A Madaya, "400 personnes doivent être évacuées immédiatement" car elles "sont en grand danger de mort", souffrant de malnutrition ou "d'autres problèmes médicaux", et l'ONU espère le faire peut-être dès mardi, a déclaré Stephen O'Brien, patron des opérations humanitaires des Nations unies.

M. O'Brien a présenté un compte-rendu de la situation à Madaya et dans les autres villes syriennes assiégées aux ambassadeurs des 15 pays du Conseil de sécurité, réunis à huis clos. L'ambassadeur espagnol Roman Ozargun Marchesi a ensuite rappelé qu'"assiéger (une population civile) avec pour objectif de l'affamer est un crime de guerre".

Les habitants de Madaya ont décrit à une journaliste de l'AFP une situation désespérée.

"Depuis 15 jours, nous ne mangeons que de la soupe. J'ai vu de mes propres yeux un jeune homme tuer des chats et présenter aux membres de sa famille la chair comme étant de la viande de lapin", a raconté Hiba Abdel Rahmane, 17 ans. "Il y a des gens qui se nourrissent dans les poubelles et d'autres qui ne mangent que de l'herbe. Nous avons demandé aux hommes armés de la nourriture mais ils ont refusé".

"Nos enfants meurent de faim, nos corps tremblent", a renchéri Ghaitha Assad, la trentaine. "Nous avons commencé à perdre conscience à cause de la faim, nous souffrons d'anémie et de beaucoup de maladies. (...) Nos enfants pleurent toute la nuit, on est incapable de trouver de quoi les nourrir."

________

• **À faire**:
A – Dans le passage sur Madaya :
(i) Combien de personnes doivent être évacuées immédiatement de Madaya selon Stephen O'Brien ?
(ii) De combien de pays venaient les ambassadeurs du Conseil de sécurité réunis à huis clos ?
(iii) Quel âge a Hiba Abdel Rahmane ?
B – Reproduisez à l'identique un extrait du passage sur Madaya, en commençant à « M. O'Brien a » et en terminant à « une situation désespérée. ».
La liste qui suit constitue un matériau distinct du passage sur Madaya.

• **Données présentées**:
________

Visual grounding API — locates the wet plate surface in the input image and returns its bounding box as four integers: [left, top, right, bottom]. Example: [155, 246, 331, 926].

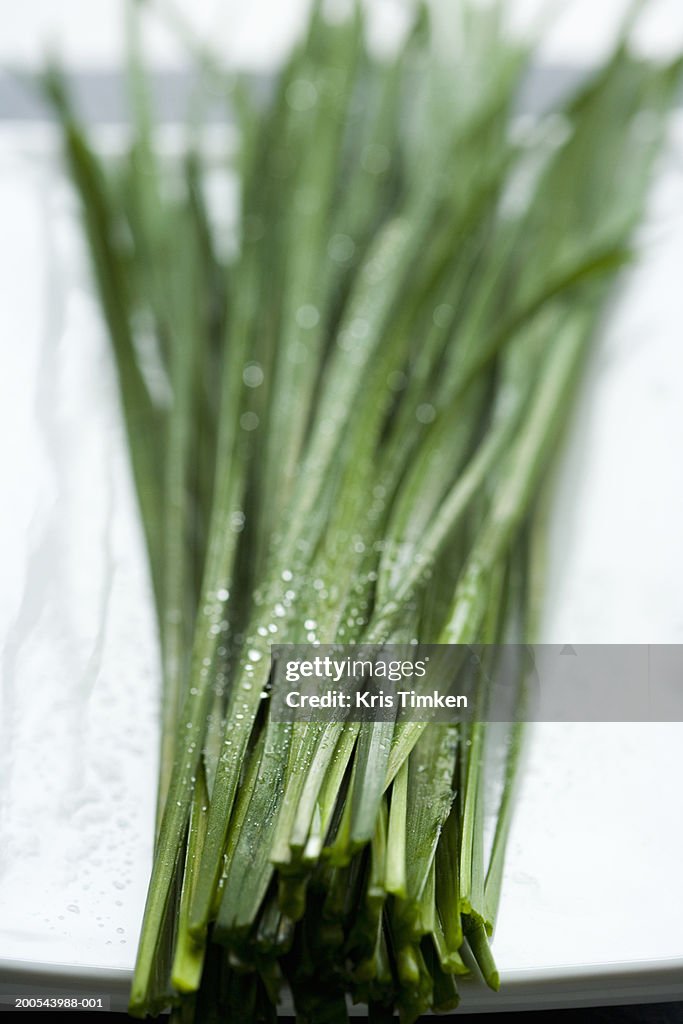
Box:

________

• **Résultats dans l'ordre**:
A –
(i) 400 personnes
(ii) 15 pays
(iii) 17 ans

B –
M. O'Brien a présenté un compte-rendu de la situation à Madaya et dans les autres villes syriennes assiégées aux ambassadeurs des 15 pays du Conseil de sécurité, réunis à huis clos. L'ambassadeur espagnol Roman Ozargun Marchesi a ensuite rappelé qu'"assiéger (une population civile) avec pour objectif de l'affamer est un crime de guerre".

Les habitants de Madaya ont décrit à une journaliste de l'AFP une situation désespérée.